## Begin
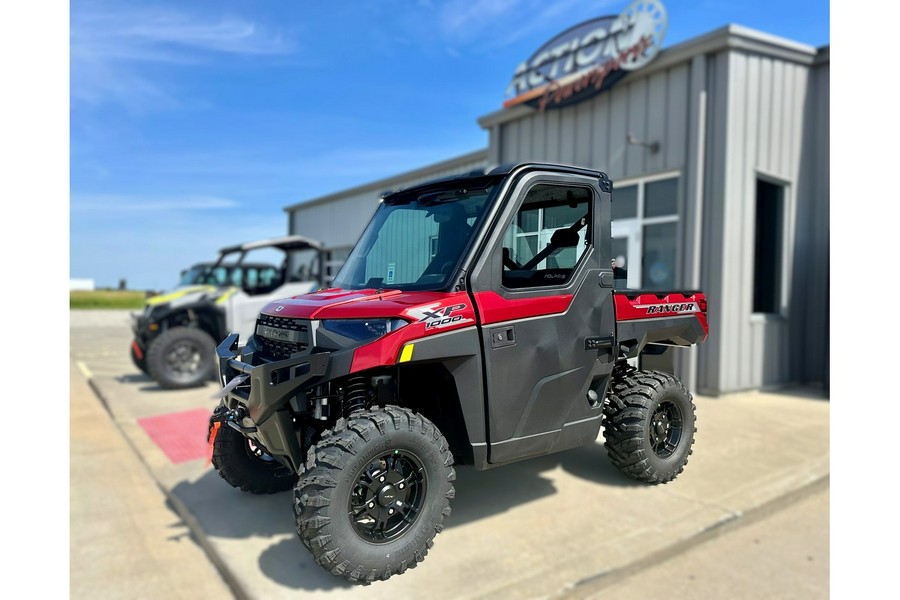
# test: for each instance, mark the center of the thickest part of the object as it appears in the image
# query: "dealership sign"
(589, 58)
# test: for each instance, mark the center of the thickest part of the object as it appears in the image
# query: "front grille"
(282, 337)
## End
WRITTEN EXERCISE:
Reproduce every line of the listing above, including the requests, and multiply each coordinate in the answers by 1.85, rounding to the nearest whole number with halves rounded up. Leave the pictures out of your answer.

THE SOLUTION:
# test: for each instance, mark the center of the thickest part of the object as it appears in the image
# query: "dealership sign"
(1090, 107)
# test: for each instance, mark the center of the thickest part of the object as it appears in the image
# query: "front grille"
(522, 623)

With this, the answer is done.